## TEXT BLOCK
•••••
# Yet Another Boot Thread. Results of Steel Toe VS Non Steel Toe



## slowp (Mar 17, 2011)

Yesterday, I wore what my coworker called "city boots". They are fru fru hiker boots with a soft nylon/bits of leather upper. No steel toe. A chunk of wood bounced on the ground after I cut it, and landed on my foot. Ouch and an expletive.

Today, I wore the Viking Calks (pronounced corks) with steel toes and dropped a chunk of wood on my foot. The same results. Ouch and an expletive. 

That is the result of my unofficial test.


----------



## Gologit (Mar 17, 2011)

No Kuliens?


----------



## slowp (Mar 17, 2011)

We're in snow. Kuliens become 1970s platform shoes in snow.


----------



## Labman (Mar 17, 2011)

No safety device works 100%. I wouldn't think of doing much of any sort of work without my steel toed shoes.


----------



## Gologit (Mar 17, 2011)

slowp said:


> We're in snow. Kuliens become 1970s platform shoes in snow.


 
True. But when you have a foot that's small enough to fit into a sardine can wouldn't the cans be an acceptable alternative to steel toe boots?
Lots cheaper, too.


----------



## RandyMac (Mar 17, 2011)

I think those cans come in blue too.


----------



## Gologit (Mar 17, 2011)

RandyMac said:


> I think those cans come in blue too.


 
How 'bout red..with a matching hat? Tin, of course. With a cute little ribbon.


----------



## madhatte (Mar 17, 2011)




----------



## paccity (Mar 18, 2011)

madhatte said:


>


 
thats so funny. i saw them in 77. have to dig out the old records. wait i don't have a player.:msp_smile:


----------



## 2dogs (Mar 18, 2011)

Steel toe don't work in a wildland fire environment. So no steel toes in my White's. In the winter except when tending burn piles I wear steel toe Vikings, corks or Vibram. I have very wide feet esp just behind my toes so most steel toes don't fit my foot anyway. Vikings do fit.
•••••
(Shape boundary rows)
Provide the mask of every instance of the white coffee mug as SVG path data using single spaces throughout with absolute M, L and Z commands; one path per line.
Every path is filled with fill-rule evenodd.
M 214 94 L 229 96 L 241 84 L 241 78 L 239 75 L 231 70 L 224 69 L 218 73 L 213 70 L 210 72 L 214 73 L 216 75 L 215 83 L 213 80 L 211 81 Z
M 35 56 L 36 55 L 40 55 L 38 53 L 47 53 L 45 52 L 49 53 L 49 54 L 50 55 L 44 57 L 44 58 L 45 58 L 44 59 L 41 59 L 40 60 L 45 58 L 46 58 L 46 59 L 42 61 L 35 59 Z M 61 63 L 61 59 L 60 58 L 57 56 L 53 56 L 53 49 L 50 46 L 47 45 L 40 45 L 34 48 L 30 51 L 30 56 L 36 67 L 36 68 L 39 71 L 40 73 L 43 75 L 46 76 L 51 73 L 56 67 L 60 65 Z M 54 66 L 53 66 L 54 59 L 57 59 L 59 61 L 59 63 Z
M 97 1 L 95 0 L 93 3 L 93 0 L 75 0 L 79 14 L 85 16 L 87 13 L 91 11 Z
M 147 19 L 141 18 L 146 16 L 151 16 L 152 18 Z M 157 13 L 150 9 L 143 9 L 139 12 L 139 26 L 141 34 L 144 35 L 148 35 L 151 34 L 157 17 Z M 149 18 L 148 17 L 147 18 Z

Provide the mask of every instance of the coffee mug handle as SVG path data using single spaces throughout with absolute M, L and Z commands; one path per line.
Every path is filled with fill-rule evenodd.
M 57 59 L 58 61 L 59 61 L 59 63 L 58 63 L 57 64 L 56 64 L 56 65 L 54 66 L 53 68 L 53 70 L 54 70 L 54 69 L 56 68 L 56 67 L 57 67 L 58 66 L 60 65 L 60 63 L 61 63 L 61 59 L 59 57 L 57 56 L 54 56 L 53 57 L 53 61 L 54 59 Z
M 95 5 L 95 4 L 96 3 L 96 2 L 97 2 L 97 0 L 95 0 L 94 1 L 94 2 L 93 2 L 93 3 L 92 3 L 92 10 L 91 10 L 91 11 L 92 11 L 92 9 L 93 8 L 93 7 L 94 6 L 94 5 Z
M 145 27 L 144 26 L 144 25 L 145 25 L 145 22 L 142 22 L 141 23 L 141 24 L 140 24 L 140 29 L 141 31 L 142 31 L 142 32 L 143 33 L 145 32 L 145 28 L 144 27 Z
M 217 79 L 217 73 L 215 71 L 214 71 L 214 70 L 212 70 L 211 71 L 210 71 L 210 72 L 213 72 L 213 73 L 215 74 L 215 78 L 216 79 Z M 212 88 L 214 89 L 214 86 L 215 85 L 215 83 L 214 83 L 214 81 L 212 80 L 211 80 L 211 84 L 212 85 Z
•••••
## GIVEN INSTRUCTION A
Answer these about the boot thread:
(i) What did slowp's coworker call the boots worn on the first day?
(ii) According to slowp, what do Kuliens become in snow?
(iii) Why does 2dogs have no steel toes in the White's?
## GIVEN INSTRUCTION B
Can you sum up the boot thread in two sentences?

## WRITTEN ANSWER A
(i) "City boots."
(ii) 1970s platform shoes.
(iii) Steel toes don't work in a wildland fire environment.

## WRITTEN ANSWER B
Slowp dropped a chunk of wood on a foot one day in soft hiker boots without steel toes and the next day in steel-toed Viking Calks, with the same result both times: "Ouch and an expletive." Other posters suggest sardine cans as a cheaper alternative, point out that no safety device works 100%, and explain that steel toes don't work in a wildland fire environment.